Sturgill Simpson Proves He Was Misquoted in ‘New York Times’ Feature on Luke Bryan


Last week, Sturgill Simpson once again turned the internet upside down with some quotes—something he has a history of doing, whether it was his revelations from outside of the CMA Awards in November, or his outcry against the ACMs and their treatment of Merle Haggard. In the latest instance, the quotes came from a feature on Luke Bryan from the New York Times Magazine, where Sturgill was asked to comment. Saving Country Music Music later used the Sturgill quote and other snippets in an article called Hilarious Luke Bryan Revelations. The quote that ran in the story from Sturgill was,

“I don’t know Luke, I don’t think about Luke, and I honestly never heard a single note of his music.”

This seemed pretty sharp, and the way it was portrayed by The New York Times, it appeared that Sturgill was responding to Luke Bryan’s invitation to have coffee with Sturgill. Some applauded Sturgill, others saw it as Sturgill getting a little too full of himself, and cutting down Luke Bryan unnecessarily.

Now Sturgill, who has regularly criticized print media for coming to him with preconceived notions for interviews, as well as using him as their go-to mainstream country music gadfly when they want to inject a little conflict in their story to create buzz, has clarified his statement about Luke Bryan, and revealed via screenshots released Sunday morning (12/10), that his quote about Luke Bryan was cut off mid sentence, and never meant for public consumption.

DATASET:
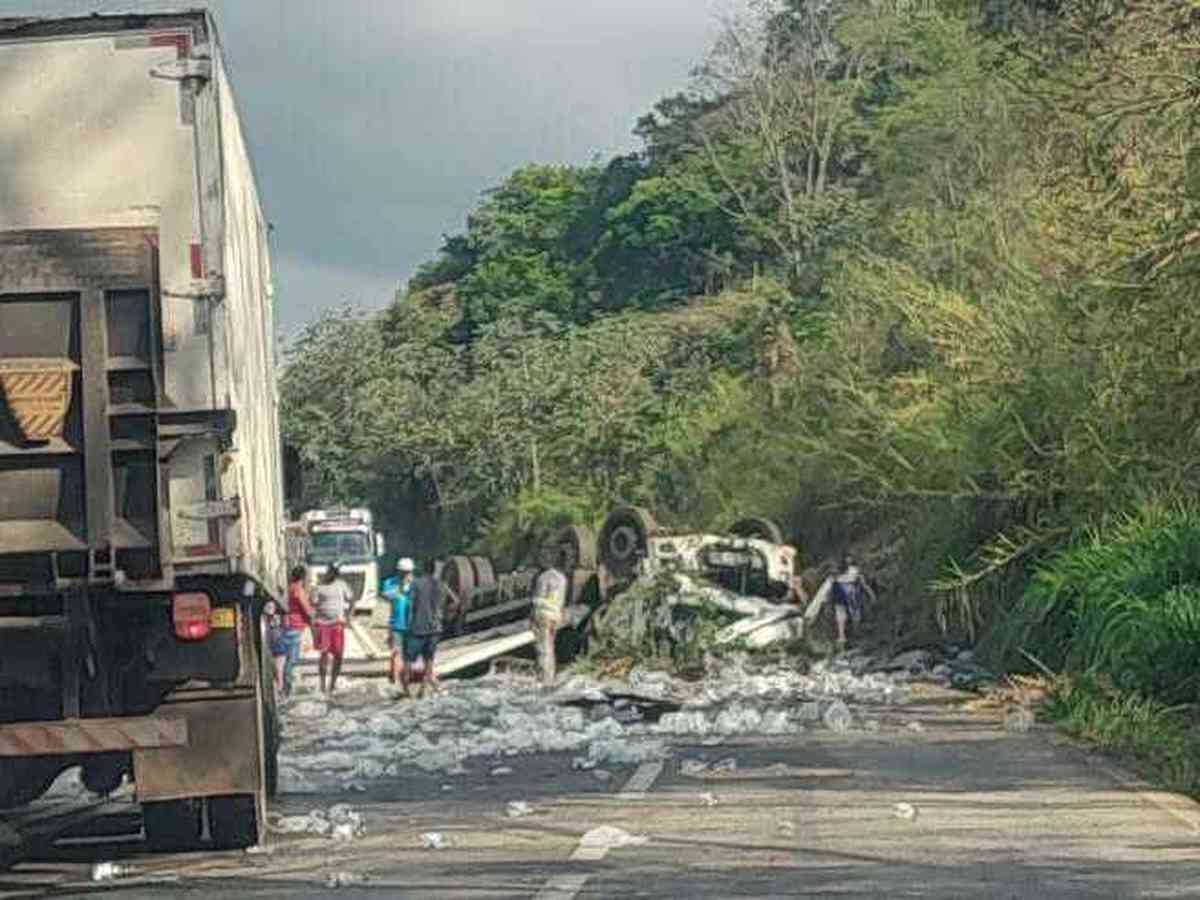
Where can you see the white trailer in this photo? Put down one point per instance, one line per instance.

---

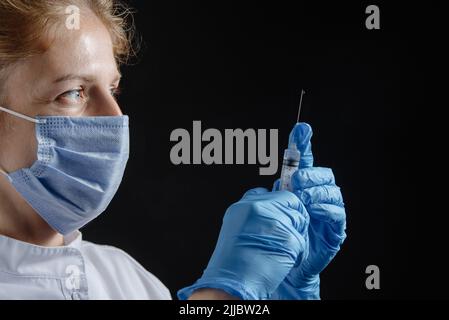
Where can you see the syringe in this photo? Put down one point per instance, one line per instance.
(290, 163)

STATED PROBLEM 1:
According to the article on Sturgill Simpson being misquoted, which publication ran the feature on Luke Bryan that included Simpson's comment?
STATED PROBLEM 2:
Go on writing the article about Sturgill Simpson's misquote, starting after its last sentence.

WRITTEN ANSWER 1:
The New York Times Magazine.

WRITTEN ANSWER 2:
For sure, Sturgill Simpson was still being somewhat bold in his take on Luke Bryan. But in context, it doesn’t make it come across like he’s the dismissive, “walk on water” figure The New York Times wanted to portray Sturgill as to fit the theme of their Luke Bryan feature.

The full quote to the reporter was,

I don’t know Luke, I don’t think about Luke, and I honestly never heard a single note of his music so I am afraid I am unable to supply you with quotes you and your editor are seeking from me to fill out your narrative.

I can say however a more interesting piece would be perhaps how the Grammy winner for this years (sic) Country Album of the Year somehow doesn’t manage to get recognized/nominate (much less invited) by either the CMA or ACM to their respective award celebrations. When you wanna talk about that I’ll give you all the time you need.

Interesting that not only did the reporter Will Stephenson cut Sturgill Simpson’s quote off mid sentence, the quote Sturgill Simpson provided was clearly not intended for public consumption, this was clearly explained in the very quote that made it to print, and Sturgill even called the periodical out on their own game about trying to “fill out your narrative,” all in the same sentence that got cut off and proffered as Sturgill’s opinion.

Sturgill Simpson activated his Twitter page, which had been dormant recently, and posted screenshots of the entire exchange with the reporter to corroborate his story, along with a quote from himself, “Most of the time the conversation is me providing two or three sentences to fill in the blanks on a piece they’ve already written,..because when you say things in print it’s so easy for context to get twisted.”

The screenshots can be seen below.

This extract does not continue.